━━━━━ Material for the task ━━━━━

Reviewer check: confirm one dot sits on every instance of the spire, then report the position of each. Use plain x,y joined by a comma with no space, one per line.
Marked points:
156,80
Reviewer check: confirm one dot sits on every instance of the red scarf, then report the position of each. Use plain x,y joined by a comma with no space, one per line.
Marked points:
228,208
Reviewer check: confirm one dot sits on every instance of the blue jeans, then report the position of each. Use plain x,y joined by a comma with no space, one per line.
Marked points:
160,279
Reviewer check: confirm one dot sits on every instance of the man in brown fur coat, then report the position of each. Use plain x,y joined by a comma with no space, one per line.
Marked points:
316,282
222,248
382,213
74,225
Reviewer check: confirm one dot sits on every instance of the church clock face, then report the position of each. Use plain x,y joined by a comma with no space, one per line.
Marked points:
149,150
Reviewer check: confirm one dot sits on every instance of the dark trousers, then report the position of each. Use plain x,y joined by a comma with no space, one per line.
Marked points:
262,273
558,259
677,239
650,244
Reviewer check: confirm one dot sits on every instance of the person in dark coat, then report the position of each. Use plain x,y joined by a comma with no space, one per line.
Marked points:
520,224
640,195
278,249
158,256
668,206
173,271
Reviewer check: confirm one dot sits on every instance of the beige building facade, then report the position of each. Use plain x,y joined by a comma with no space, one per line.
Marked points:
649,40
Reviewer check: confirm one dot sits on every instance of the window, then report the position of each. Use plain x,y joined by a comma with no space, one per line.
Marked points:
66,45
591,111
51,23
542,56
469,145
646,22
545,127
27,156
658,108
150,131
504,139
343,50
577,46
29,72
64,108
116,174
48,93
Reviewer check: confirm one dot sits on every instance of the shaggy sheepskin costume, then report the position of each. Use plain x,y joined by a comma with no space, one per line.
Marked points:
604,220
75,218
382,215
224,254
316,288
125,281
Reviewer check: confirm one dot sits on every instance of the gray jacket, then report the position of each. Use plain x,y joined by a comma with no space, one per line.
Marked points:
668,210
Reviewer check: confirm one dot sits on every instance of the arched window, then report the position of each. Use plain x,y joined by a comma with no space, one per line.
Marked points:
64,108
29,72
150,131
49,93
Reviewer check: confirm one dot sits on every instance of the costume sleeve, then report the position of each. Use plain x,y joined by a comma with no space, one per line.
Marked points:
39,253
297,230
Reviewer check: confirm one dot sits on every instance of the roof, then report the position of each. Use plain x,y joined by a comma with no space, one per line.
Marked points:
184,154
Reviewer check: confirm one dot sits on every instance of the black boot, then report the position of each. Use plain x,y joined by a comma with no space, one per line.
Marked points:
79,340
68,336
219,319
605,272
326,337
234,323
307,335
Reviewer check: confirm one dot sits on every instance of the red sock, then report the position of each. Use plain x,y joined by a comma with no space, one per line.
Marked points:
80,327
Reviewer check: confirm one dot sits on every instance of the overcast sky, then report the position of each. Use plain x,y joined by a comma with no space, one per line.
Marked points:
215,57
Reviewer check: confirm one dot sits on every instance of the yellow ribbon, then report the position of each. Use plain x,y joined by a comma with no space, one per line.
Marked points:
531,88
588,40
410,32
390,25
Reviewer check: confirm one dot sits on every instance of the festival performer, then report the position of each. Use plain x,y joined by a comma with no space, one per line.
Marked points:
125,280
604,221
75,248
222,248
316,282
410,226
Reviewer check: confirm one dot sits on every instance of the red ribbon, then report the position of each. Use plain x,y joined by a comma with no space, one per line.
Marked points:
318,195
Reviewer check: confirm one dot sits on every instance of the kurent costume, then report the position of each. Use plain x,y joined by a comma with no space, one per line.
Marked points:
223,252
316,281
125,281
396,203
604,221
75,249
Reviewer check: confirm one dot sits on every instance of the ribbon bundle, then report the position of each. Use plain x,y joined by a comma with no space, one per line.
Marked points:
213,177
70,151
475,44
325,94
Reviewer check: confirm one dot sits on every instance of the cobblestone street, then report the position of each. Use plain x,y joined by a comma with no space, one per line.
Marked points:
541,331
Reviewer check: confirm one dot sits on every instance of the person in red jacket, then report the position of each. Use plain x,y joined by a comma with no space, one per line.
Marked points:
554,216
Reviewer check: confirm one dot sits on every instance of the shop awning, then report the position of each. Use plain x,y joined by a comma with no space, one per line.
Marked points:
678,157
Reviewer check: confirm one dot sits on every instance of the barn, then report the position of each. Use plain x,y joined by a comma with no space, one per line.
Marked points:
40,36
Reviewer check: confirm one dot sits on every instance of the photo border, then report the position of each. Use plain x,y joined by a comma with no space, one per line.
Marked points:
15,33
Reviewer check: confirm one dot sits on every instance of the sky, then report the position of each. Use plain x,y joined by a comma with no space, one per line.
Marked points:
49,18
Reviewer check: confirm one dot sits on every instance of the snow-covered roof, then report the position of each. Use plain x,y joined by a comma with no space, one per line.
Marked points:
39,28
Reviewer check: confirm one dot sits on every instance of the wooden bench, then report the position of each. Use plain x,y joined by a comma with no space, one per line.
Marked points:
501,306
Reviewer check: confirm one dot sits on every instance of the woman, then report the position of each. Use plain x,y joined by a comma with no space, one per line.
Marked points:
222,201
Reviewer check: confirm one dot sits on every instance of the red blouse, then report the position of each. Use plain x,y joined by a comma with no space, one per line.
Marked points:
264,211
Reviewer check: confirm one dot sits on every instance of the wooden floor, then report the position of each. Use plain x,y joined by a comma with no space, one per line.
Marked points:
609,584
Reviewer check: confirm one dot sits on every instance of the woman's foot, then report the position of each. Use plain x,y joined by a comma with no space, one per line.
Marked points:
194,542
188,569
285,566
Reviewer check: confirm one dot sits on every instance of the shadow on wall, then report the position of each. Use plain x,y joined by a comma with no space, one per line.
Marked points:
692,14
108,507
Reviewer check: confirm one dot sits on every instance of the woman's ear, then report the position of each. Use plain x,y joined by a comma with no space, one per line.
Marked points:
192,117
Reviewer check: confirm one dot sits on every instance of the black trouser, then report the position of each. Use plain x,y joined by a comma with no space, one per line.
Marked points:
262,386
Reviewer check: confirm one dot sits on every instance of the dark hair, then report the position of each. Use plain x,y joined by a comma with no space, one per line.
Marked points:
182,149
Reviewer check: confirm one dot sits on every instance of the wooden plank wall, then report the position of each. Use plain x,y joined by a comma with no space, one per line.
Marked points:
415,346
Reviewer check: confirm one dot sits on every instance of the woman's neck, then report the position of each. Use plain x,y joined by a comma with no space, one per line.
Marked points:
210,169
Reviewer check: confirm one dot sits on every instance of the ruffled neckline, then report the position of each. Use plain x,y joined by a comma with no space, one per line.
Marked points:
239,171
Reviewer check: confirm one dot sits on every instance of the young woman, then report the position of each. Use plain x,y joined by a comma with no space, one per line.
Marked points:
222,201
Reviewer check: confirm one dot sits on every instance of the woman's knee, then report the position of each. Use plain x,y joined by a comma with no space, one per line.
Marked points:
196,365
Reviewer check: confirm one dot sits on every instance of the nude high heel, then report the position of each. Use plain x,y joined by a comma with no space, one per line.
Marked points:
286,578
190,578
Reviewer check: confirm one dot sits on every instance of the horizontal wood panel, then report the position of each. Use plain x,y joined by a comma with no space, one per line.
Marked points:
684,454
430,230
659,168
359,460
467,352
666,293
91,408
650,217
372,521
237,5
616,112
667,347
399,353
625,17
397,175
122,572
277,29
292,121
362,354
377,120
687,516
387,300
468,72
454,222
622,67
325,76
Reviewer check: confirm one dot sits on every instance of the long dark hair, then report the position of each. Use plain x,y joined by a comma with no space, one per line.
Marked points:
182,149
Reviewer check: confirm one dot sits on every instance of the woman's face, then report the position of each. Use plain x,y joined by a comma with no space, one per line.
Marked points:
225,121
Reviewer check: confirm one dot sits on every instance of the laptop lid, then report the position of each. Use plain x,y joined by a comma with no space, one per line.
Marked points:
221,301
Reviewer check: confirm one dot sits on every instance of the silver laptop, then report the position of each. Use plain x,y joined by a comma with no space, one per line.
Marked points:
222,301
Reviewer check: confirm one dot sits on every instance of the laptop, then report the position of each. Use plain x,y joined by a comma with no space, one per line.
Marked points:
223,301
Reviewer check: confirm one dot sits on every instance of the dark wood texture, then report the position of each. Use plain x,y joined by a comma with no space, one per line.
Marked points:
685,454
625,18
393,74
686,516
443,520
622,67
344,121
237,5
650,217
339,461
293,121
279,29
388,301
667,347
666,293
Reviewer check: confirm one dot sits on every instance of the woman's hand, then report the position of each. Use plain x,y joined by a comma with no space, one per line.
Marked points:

━━━━━

(Exercise description)
Return every line of the preceding records in which the word "window" appears.

(Task result)
Reviewer check: confirm one dot sits on every instance of the window, then report the position of each. Use plain x,y joined by a comma with no space, one per line.
Reviewer check: confirm one dot sits on every instance of the arched window, then report the position of each. Use plain x,y joined by a comma with no space, one per line.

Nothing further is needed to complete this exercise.